__PROBLEM__
Recast the material from its first line through the line containing "top-left (57, 0), bottom-right (337, 69)" as a Markdown table with the columns Row and Line, numbering each line and leaving out blank lines.

__WORKING DATA__

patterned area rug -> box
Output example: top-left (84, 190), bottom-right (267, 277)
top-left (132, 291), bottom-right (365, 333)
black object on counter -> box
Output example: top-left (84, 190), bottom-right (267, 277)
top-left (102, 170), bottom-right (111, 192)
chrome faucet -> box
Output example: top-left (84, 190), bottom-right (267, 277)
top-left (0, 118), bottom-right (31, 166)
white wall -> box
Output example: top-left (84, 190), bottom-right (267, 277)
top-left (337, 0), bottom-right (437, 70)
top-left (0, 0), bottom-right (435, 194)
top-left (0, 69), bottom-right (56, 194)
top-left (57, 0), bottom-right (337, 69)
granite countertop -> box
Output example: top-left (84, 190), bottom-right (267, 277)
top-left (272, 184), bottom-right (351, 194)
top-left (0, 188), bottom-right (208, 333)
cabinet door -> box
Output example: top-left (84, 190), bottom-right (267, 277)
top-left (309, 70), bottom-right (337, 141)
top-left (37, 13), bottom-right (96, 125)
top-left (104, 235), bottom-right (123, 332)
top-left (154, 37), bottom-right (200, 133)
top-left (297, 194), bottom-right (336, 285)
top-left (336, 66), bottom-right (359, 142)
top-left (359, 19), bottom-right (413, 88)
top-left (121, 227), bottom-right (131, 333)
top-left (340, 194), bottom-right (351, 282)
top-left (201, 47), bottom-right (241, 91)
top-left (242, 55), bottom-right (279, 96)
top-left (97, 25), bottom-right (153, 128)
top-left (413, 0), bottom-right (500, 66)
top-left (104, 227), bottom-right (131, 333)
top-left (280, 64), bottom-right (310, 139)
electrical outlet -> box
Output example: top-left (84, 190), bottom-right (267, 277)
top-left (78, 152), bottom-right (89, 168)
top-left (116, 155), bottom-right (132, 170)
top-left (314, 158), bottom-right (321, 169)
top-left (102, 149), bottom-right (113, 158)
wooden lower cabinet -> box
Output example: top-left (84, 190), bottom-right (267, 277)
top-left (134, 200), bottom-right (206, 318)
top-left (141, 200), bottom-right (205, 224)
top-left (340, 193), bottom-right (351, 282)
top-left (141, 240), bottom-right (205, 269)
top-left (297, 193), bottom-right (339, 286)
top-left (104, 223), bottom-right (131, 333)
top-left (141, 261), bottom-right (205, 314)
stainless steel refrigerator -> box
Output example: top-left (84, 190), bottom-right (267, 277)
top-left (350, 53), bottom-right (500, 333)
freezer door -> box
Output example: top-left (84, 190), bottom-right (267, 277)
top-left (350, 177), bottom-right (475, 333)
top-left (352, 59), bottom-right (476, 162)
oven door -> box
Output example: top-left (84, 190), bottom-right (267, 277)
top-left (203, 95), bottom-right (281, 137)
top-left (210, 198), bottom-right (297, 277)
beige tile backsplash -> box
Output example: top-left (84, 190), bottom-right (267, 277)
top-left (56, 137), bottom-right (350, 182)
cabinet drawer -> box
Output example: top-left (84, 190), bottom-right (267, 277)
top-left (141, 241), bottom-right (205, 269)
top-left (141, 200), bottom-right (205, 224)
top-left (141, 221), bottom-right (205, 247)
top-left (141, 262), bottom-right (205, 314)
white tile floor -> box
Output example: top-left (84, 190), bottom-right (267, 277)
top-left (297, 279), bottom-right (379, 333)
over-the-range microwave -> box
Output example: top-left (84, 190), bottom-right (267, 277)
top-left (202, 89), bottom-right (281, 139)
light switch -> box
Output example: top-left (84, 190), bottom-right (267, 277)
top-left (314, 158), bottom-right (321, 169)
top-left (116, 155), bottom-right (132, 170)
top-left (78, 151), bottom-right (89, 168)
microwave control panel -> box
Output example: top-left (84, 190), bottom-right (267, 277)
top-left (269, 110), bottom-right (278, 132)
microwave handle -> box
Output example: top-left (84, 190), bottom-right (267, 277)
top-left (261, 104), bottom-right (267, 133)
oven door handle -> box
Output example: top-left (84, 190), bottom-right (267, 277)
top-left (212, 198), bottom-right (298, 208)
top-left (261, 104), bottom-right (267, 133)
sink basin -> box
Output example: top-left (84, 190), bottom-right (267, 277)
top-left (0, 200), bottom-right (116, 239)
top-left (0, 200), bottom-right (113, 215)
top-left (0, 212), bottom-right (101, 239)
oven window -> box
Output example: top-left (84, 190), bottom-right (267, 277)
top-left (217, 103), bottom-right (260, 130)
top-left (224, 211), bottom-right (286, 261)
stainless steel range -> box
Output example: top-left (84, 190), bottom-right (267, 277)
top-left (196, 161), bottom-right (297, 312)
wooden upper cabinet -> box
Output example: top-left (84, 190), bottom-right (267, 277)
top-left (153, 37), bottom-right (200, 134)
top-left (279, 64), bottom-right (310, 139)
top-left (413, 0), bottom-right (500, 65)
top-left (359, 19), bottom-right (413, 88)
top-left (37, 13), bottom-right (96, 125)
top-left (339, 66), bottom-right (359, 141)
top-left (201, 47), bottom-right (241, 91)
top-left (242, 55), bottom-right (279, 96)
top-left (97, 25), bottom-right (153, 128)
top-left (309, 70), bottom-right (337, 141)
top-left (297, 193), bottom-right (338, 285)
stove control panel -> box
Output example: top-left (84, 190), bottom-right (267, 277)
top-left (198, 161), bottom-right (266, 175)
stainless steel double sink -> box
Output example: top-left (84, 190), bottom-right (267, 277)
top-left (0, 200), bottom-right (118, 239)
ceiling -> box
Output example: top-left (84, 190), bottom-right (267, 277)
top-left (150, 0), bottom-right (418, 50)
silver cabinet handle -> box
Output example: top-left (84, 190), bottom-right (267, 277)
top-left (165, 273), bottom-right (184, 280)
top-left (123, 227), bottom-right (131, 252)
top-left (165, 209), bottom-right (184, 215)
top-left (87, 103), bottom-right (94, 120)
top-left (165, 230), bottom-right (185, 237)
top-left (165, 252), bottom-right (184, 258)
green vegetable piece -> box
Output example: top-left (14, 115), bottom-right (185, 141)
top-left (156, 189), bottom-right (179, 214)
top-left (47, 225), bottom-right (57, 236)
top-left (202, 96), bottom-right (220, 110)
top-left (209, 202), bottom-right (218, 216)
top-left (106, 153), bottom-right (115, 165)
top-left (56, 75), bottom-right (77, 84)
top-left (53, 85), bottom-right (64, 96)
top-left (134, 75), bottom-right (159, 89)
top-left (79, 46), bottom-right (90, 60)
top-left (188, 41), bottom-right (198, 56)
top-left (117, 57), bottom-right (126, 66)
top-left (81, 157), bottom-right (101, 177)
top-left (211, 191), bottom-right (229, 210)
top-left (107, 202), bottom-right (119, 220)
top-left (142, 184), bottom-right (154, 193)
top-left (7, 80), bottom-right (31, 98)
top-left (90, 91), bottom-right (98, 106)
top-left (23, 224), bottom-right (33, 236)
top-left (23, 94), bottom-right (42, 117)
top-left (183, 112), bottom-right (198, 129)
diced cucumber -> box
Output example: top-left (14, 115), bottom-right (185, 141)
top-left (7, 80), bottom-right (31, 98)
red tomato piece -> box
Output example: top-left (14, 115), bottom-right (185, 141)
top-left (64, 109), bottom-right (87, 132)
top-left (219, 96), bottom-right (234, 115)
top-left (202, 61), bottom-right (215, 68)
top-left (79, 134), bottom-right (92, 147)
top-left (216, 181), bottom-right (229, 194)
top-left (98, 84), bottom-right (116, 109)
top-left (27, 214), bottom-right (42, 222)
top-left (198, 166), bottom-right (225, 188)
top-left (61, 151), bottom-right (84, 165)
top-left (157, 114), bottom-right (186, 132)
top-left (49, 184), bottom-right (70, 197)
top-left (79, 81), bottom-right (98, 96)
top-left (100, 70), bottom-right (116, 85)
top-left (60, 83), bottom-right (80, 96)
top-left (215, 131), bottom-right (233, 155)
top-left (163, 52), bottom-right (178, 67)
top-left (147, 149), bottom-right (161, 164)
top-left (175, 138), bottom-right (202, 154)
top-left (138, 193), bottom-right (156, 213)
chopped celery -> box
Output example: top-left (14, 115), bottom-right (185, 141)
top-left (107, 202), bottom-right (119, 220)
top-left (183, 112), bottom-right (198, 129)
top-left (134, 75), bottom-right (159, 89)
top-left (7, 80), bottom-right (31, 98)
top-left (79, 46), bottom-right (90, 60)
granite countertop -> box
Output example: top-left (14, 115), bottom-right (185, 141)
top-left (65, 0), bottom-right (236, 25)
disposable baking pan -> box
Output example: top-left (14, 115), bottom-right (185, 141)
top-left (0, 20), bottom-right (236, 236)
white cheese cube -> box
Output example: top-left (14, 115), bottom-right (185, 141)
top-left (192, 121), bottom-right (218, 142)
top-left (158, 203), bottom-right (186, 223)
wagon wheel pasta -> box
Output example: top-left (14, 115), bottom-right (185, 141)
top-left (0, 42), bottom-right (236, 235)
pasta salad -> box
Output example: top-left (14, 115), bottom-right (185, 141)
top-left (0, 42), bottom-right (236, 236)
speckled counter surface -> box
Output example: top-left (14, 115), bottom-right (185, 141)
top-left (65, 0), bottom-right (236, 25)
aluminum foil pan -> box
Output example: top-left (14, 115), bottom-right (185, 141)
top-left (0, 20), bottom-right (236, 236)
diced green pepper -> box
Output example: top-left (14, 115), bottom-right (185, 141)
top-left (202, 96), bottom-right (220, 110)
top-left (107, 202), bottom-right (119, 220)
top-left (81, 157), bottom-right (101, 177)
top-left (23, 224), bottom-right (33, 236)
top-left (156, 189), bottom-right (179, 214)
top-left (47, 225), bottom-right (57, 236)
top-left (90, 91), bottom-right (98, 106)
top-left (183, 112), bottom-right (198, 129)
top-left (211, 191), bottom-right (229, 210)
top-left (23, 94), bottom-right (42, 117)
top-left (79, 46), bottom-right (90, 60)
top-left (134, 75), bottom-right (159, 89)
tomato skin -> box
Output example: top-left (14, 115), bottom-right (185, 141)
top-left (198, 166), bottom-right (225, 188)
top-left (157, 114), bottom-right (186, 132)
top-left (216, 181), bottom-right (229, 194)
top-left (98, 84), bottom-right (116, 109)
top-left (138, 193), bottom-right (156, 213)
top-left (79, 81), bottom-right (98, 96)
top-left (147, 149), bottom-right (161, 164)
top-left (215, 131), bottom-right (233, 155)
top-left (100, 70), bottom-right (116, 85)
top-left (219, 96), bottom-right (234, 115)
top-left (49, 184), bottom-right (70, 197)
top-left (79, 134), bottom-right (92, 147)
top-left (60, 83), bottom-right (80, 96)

__ANSWER TO THIS EXERCISE__
| Row | Line |
|---|---|
| 1 | patterned area rug -> box |
| 2 | Output example: top-left (84, 190), bottom-right (267, 277) |
| 3 | top-left (132, 291), bottom-right (365, 333) |
| 4 | black object on counter -> box |
| 5 | Output example: top-left (84, 190), bottom-right (267, 277) |
| 6 | top-left (102, 170), bottom-right (111, 192) |
| 7 | chrome faucet -> box |
| 8 | Output example: top-left (84, 190), bottom-right (267, 277) |
| 9 | top-left (0, 118), bottom-right (31, 166) |
| 10 | white wall -> box |
| 11 | Output example: top-left (84, 190), bottom-right (267, 277) |
| 12 | top-left (337, 0), bottom-right (437, 70) |
| 13 | top-left (0, 0), bottom-right (435, 194) |
| 14 | top-left (0, 69), bottom-right (56, 194) |
| 15 | top-left (57, 0), bottom-right (337, 69) |